Copy out the part that opens with the line containing "dark cloud |" and closes with the line containing "256 0 L 150", substituting "upper-left corner" for every "top-left corner" and leaving everything else unchanged.

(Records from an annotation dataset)
------------------------------------------------------------
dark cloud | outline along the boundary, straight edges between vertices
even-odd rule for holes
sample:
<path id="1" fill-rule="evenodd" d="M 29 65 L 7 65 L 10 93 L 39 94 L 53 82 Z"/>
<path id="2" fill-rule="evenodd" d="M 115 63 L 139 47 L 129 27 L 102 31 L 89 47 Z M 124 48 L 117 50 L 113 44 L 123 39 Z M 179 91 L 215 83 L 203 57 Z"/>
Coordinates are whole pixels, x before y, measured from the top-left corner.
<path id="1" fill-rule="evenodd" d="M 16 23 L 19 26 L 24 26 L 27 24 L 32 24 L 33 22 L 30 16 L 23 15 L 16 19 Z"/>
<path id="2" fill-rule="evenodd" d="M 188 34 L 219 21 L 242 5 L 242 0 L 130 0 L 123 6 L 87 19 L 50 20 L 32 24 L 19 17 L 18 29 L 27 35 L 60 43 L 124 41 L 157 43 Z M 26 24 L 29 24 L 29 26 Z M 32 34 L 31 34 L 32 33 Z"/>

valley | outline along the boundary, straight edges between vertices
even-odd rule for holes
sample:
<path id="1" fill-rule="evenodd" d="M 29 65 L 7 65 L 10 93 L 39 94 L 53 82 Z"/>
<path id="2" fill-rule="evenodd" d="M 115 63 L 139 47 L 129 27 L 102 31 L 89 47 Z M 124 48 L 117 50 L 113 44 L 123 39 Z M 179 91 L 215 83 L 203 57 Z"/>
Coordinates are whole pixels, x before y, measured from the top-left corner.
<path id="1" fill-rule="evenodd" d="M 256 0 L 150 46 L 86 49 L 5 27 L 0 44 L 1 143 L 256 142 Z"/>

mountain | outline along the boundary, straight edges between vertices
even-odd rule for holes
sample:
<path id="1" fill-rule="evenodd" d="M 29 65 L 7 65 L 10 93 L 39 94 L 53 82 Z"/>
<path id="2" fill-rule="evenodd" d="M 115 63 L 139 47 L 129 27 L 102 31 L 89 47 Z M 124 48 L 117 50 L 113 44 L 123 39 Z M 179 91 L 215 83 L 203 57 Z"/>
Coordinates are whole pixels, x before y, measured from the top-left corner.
------------------------------------------------------------
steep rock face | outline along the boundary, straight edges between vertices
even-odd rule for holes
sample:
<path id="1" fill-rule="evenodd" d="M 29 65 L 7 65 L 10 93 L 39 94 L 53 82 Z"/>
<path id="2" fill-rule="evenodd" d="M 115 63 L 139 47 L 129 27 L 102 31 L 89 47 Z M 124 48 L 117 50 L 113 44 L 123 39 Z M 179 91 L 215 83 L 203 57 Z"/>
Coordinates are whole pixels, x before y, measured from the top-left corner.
------------------------------------------------------------
## FINISHED TASK
dark cloud | outline along the boundary, straight edges between vertices
even-odd rule for holes
sample:
<path id="1" fill-rule="evenodd" d="M 29 65 L 7 65 L 10 93 L 39 94 L 53 82 Z"/>
<path id="2" fill-rule="evenodd" d="M 115 63 L 139 47 L 129 27 L 102 31 L 89 47 Z M 124 48 L 117 50 L 113 44 L 123 39 Z M 179 91 L 215 83 L 203 57 Z"/>
Coordinates are whole pixels, x before y, measured from the upper-left corner.
<path id="1" fill-rule="evenodd" d="M 16 23 L 19 26 L 24 26 L 27 24 L 32 24 L 33 22 L 30 16 L 23 15 L 16 19 Z"/>
<path id="2" fill-rule="evenodd" d="M 188 34 L 219 21 L 242 5 L 242 0 L 130 0 L 123 6 L 87 19 L 50 20 L 32 24 L 19 17 L 18 29 L 27 35 L 60 43 L 124 41 L 157 43 Z M 26 24 L 29 24 L 29 26 Z M 32 34 L 31 34 L 32 33 Z"/>

valley | outline along the boundary, straight edges between vertices
even-odd rule for holes
sample:
<path id="1" fill-rule="evenodd" d="M 29 65 L 7 65 L 10 93 L 39 94 L 53 82 Z"/>
<path id="2" fill-rule="evenodd" d="M 115 63 L 139 47 L 129 27 L 102 31 L 89 47 Z M 124 48 L 117 50 L 113 44 L 123 39 Z M 179 91 L 215 83 L 203 57 Z"/>
Coordinates are whole pixels, x before y, measured from the upper-left corner.
<path id="1" fill-rule="evenodd" d="M 256 0 L 150 46 L 86 49 L 5 27 L 0 44 L 1 143 L 256 142 Z"/>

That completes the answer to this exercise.